↓
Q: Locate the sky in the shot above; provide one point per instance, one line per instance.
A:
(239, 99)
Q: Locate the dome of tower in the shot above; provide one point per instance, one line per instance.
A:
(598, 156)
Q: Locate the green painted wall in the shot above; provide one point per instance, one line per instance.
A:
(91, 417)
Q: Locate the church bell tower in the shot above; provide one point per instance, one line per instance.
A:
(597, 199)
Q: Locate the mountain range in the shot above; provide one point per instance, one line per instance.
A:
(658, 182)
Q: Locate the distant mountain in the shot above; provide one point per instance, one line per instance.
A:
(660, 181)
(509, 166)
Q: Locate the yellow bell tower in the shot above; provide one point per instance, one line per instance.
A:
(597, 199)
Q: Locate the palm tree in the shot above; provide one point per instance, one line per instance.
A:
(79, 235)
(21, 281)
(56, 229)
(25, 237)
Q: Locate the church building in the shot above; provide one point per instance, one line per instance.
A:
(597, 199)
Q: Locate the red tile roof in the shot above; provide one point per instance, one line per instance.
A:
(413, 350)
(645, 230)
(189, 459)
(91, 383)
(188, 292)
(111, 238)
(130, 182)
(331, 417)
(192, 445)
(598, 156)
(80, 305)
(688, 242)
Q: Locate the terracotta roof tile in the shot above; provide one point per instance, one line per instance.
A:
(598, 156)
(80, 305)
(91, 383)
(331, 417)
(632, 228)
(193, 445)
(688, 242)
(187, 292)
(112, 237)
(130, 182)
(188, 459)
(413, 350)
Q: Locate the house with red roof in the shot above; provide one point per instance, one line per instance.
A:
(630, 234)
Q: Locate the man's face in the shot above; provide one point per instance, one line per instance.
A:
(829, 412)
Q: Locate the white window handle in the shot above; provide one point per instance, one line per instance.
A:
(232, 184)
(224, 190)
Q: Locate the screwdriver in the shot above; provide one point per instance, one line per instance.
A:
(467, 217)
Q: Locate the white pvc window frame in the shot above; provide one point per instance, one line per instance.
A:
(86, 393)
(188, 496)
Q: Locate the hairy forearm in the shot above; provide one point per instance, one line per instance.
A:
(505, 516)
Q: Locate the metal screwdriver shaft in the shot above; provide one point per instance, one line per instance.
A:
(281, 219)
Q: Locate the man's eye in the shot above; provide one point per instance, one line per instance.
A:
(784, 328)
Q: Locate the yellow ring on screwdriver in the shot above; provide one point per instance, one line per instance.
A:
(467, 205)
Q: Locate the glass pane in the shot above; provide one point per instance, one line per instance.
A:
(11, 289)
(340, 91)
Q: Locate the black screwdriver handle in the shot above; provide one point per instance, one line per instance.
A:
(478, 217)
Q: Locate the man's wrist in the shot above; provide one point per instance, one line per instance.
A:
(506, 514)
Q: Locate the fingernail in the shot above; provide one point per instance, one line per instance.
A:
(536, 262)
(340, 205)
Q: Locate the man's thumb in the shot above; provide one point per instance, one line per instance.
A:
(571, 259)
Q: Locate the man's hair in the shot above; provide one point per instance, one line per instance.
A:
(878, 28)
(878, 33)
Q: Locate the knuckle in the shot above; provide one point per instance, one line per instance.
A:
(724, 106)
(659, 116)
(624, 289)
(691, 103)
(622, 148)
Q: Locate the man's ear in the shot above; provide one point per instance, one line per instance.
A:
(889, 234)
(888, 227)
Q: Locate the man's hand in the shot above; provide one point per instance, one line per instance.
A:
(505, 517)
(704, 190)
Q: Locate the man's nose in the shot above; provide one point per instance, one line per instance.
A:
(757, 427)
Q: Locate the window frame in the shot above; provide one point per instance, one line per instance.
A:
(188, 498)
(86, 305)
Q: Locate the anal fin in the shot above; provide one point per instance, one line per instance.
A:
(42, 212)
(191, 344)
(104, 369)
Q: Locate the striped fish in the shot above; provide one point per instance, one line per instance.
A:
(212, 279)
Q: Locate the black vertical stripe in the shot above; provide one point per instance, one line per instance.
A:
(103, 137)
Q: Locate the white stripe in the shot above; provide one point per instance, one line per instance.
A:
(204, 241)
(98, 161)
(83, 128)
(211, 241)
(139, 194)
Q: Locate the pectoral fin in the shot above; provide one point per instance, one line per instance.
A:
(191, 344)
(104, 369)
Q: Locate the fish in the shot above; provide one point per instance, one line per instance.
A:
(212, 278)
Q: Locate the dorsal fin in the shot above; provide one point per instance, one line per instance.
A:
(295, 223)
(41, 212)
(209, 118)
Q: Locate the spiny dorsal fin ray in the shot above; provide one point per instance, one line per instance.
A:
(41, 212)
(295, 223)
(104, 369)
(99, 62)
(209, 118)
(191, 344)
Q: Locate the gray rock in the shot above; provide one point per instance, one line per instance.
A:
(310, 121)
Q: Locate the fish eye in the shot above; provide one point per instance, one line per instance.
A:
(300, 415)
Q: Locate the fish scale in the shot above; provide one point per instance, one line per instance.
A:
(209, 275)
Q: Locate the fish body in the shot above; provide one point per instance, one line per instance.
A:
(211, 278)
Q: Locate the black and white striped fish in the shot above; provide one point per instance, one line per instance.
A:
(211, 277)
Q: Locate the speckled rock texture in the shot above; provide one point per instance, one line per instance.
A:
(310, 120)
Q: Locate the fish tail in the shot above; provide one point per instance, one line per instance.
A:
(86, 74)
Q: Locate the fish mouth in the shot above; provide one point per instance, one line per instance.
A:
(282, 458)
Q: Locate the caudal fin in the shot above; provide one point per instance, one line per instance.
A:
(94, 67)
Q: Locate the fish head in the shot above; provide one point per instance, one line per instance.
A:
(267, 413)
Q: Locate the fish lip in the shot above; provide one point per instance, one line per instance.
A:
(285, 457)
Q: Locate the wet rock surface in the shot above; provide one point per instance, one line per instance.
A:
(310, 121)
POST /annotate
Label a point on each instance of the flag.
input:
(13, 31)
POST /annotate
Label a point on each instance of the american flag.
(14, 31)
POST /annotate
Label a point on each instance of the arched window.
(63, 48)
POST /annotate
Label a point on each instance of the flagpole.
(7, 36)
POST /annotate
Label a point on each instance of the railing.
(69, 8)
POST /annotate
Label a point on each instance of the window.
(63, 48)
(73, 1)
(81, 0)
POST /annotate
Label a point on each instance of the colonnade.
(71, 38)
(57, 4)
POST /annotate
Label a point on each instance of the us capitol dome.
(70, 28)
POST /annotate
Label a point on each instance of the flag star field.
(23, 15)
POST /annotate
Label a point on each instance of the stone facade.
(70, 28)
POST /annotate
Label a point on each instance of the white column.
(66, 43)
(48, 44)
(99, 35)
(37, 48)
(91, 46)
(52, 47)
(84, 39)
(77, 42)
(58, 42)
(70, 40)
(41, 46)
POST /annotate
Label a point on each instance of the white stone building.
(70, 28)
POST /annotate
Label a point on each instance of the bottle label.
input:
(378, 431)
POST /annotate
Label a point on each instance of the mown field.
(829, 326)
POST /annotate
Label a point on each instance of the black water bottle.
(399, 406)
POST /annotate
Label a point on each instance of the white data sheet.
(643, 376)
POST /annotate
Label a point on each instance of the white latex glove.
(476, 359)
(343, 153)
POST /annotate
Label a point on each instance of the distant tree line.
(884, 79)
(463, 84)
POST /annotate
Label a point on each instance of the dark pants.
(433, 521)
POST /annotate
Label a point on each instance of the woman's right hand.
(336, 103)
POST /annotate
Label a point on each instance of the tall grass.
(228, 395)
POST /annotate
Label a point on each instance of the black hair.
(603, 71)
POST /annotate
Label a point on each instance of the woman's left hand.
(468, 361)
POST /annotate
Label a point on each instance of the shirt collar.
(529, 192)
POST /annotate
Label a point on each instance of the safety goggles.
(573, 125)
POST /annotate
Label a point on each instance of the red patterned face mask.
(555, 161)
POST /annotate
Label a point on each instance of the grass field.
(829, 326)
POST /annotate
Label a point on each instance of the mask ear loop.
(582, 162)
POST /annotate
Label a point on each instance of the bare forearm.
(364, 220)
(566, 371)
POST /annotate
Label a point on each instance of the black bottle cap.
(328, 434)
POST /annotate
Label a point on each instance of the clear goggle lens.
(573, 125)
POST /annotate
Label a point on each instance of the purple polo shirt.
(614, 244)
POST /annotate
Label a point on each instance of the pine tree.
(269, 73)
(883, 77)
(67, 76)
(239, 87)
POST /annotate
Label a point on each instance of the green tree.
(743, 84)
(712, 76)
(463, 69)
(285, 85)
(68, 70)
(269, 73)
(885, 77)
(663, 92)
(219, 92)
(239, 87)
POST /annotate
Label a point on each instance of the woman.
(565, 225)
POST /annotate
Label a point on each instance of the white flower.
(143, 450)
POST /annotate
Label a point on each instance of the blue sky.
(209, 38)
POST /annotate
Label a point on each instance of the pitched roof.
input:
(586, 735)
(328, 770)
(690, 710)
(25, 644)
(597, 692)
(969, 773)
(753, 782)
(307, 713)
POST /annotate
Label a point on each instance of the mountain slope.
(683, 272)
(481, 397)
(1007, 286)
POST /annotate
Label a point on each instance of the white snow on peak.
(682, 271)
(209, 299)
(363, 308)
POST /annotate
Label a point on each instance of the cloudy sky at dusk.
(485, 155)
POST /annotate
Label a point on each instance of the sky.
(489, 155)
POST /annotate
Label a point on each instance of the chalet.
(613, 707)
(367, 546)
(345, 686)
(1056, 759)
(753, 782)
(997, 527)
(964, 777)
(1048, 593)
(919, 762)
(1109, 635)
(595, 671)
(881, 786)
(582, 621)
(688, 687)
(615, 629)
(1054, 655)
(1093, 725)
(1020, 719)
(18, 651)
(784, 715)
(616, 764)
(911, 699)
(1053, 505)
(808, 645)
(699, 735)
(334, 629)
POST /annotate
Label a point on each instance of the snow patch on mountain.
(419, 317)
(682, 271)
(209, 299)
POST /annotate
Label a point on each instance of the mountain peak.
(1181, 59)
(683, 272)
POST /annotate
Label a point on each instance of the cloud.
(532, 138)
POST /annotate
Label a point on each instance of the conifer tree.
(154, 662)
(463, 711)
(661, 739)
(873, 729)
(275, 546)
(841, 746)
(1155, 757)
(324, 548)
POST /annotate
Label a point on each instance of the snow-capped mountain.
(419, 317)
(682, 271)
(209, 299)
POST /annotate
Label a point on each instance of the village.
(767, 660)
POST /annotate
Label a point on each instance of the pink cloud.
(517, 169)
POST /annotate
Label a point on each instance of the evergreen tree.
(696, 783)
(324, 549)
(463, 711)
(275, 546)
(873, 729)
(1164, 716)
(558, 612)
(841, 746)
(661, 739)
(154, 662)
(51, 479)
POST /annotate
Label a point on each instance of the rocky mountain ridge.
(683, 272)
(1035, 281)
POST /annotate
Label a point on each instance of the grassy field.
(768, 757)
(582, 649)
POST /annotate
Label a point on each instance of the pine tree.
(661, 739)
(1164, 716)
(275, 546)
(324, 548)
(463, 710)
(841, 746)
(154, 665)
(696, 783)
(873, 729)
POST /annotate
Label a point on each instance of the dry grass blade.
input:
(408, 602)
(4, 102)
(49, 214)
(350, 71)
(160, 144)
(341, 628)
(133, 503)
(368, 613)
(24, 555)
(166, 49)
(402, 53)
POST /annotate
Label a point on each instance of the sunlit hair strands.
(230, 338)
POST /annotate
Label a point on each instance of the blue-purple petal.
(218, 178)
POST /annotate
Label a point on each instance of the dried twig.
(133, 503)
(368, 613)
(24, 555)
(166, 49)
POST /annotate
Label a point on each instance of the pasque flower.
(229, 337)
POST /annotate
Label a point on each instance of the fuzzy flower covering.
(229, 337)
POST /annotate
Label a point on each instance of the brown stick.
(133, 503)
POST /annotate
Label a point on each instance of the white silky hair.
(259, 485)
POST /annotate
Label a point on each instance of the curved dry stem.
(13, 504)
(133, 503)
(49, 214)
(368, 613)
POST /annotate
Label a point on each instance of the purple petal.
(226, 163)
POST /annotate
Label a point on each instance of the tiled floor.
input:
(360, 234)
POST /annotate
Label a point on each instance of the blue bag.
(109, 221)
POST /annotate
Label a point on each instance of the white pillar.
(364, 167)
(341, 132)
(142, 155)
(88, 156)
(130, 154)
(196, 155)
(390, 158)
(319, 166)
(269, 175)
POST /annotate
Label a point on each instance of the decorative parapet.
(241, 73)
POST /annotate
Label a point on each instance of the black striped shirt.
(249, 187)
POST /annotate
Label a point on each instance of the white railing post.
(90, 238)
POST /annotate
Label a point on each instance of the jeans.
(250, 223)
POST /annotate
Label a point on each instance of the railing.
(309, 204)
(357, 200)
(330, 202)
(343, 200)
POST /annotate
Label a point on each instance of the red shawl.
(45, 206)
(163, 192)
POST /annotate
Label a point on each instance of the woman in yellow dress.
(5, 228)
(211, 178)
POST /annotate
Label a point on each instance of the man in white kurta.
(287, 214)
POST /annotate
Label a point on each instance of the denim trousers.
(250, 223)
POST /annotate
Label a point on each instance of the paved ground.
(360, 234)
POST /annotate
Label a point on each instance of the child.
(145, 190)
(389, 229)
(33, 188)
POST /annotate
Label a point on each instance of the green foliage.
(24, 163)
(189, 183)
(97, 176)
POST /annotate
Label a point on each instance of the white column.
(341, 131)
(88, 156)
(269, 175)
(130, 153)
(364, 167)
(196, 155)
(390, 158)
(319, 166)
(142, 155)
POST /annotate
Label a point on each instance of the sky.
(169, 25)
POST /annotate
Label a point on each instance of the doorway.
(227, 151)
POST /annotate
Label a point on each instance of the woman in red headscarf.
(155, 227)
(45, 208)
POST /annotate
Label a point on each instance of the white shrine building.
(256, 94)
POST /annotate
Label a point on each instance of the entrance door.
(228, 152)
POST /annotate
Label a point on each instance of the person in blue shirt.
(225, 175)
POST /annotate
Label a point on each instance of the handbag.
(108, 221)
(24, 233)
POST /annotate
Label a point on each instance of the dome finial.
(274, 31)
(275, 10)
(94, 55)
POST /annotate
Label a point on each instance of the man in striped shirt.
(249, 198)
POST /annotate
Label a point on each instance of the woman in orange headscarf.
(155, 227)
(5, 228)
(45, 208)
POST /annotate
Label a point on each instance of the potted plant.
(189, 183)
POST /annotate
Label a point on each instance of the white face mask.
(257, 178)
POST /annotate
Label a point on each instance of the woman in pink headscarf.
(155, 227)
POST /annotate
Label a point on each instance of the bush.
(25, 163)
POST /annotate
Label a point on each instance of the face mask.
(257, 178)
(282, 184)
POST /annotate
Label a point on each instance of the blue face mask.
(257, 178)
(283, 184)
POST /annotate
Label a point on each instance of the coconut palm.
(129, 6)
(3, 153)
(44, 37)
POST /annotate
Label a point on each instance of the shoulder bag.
↑
» Problem requirements:
Read the entries and pick out all lines that include the word "handle".

» Answer for this exercise:
Q: Locate the white window handle in the shot above; provide one point per instance, one line per instance.
Q: Locate the black screwdriver handle in the shot above; provide one point per instance, one line per instance.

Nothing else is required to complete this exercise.